TEXTE EXTRAIT:
-.-.-

Rwanda : retour au pays martyr
Avec « Jacaranda », Gaël Faye livre un roman à la fois grave et enlevé, où lâchetés et compromissions voisinent avec les actes de solidarité
Gaël Faye n’est pas seulement un rappeur de talent (Pili-Pili sur un croissant au beurre, Lundi méchant, disque d’or…) ; il s’est aussi fait un nom en littérature avec son roman-phénomène, « Petit pays », vendu à plus de 300 000 exemplaires et couronné par treize prix littéraires, dont le prix du roman FNAC et le très apprécié Goncourt des lycéens. Le livre fut également adapté au cinéma par Eric Barbier.
Né à Bujumbura d’une mère tutsie réfugiée au Burundi dans les années 1960 et d’un père français, guide touristique spécialiste des crocodiles, il a fui son pays natal à l’âge de treize ans. Il est aujourd’hui installé à Kigali au Rwanda avec son épouse, dont les parents sont les fondateurs du Collectif des parties civiles pour le Rwanda, et leurs deux enfants.
Le roman, qui se déroule entre 1994 et 2020, raconte le Rwanda sur quatre générations. Milan, ainsi prénommé en hommage à Kundera, découvre vraiment le Rwanda à travers les images terribles diffusées au journal de 20 heures. Mais ses parents ne parlent jamais du pays qu’ils ont fui. Et c’est sans guère plus d’explications que Milan voit arriver chez lui, un petit garçon, que sa mère lui présente comme son cousin. Chétif et apeuré, Claude a le crâne entaillé par une cicatrice, et ne dit pas un mot. Ses nuits sont hantées par les cauchemars et Milan vint le calmer en le prenant dans ses bras. Un jour, Claude disparaît aussi soudainement qu’il était arrivé. Milan est effondré, il croyait avoir trouvé le petit frère qu’il n’avait jamais eu ; il se sent trahi.

-.-.-

DONNÉES À EXAMINER:

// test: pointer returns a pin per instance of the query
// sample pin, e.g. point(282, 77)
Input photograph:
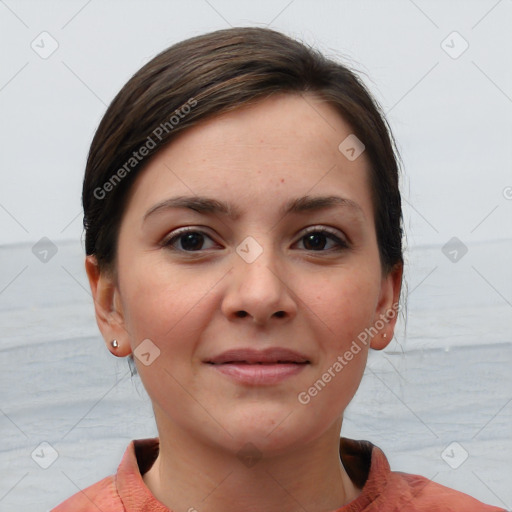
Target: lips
point(263, 357)
point(250, 367)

-.-.-

CONSIGNE A:
Répondez à ces questions d'après l'article sur le roman « Jacaranda » :
(i) À combien d'exemplaires « Petit pays » s'est-il vendu ?
(ii) Dans quelle ville Gaël Faye vit-il aujourd'hui ?
(iii) Sur quelle période se déroule le roman ?
CONSIGNE B: Reproduisez mot pour mot le passage de l'article sur le roman « Jacaranda » situé entre « Le roman, qui » et « se sent trahi. », ces deux bornes comprises.
CONSIGNE C: Rédigez la suite de l'article sur le roman « Jacaranda » en reprenant après sa dernière phrase.

RÉPONSE RÉDIGÉE A:
(i) Plus de 300 000 exemplaires.
(ii) À Kigali, au Rwanda.
(iii) De 1994 à 2020.

RÉPONSE RÉDIGÉE B:
Le roman, qui se déroule entre 1994 et 2020, raconte le Rwanda sur quatre générations. Milan, ainsi prénommé en hommage à Kundera, découvre vraiment le Rwanda à travers les images terribles diffusées au journal de 20 heures. Mais ses parents ne parlent jamais du pays qu’ils ont fui. Et c’est sans guère plus d’explications que Milan voit arriver chez lui, un petit garçon, que sa mère lui présente comme son cousin. Chétif et apeuré, Claude a le crâne entaillé par une cicatrice, et ne dit pas un mot. Ses nuits sont hantées par les cauchemars et Milan vint le calmer en le prenant dans ses bras. Un jour, Claude disparaît aussi soudainement qu’il était arrivé. Milan est effondré, il croyait avoir trouvé le petit frère qu’il n’avait jamais eu ; il se sent trahi.

RÉPONSE RÉDIGÉE C:
Milan foulera pour la première fois le sol rwandais quatre ans plus tard – un peu à contrecœur – en compagnie de sa mère venue régler quelques affaires à Butare. Le premier contact avec la réalité rwandaise est rude : accueil abrupt de la grand-mère, hygiène et nourriture déplorables, tout le rebute. Mais peu à peu, il découvre derrière ce décor peu reluisant, une vie pleine de surprises. Il se fait des amis dans une sorte de squat nommé le Palais, où un dénommé Sartre, au milieu de milliers disques et de livres, règne sur une bande de jeunes orphelins à l’abandon, les mayibobos, tout en éclusant des litres de bière de banane et en tirant sur des pétards. C’est là que, pour sa plus grande joie, resurgira Claude. Bien d’autres personnages, souvent hauts en couleur, au destin tragique, apparaîtront peu à peu dans la vie de Milan, parmi lesquels une amie de sa mère, Eusébie, dont le mari et les quatre enfants ont été massacrés. Et une petite Stella qui a l’habitude d’aller se réfugier dans les plus hautes branches d’un jacaranda au tragique secret.
Milan reviendra plusieurs fois au Rwanda, pays auquel il se sent profondément lié au point d’apprendre le kinyarwanda. Il s’y installe pour écrire une thèse sur les législations post-génocides depuis Nuremberg et les tribunaux populaires rwandais, les gacacas. Sa mère le décourage fortement de se lancer dans cette voie, moquant la naïveté dont il fait preuve en voulant ainsi remuer les strates nauséabondes d’un passé qui ne passe pas. Et déterrer des cadavres enfouis avec les secrets les plus inavouables. Avec « Jacaranda », Gaël Faye livre un roman à la fois grave et enlevé, nécessaire et frémissant, d’une grande justesse de ton, où lâchetés et compromissions n’empêchent pas les actes de solidarité admirables.
Gaël Faye – Jacaranda, Grasset, 282 pages, 20,90 euros.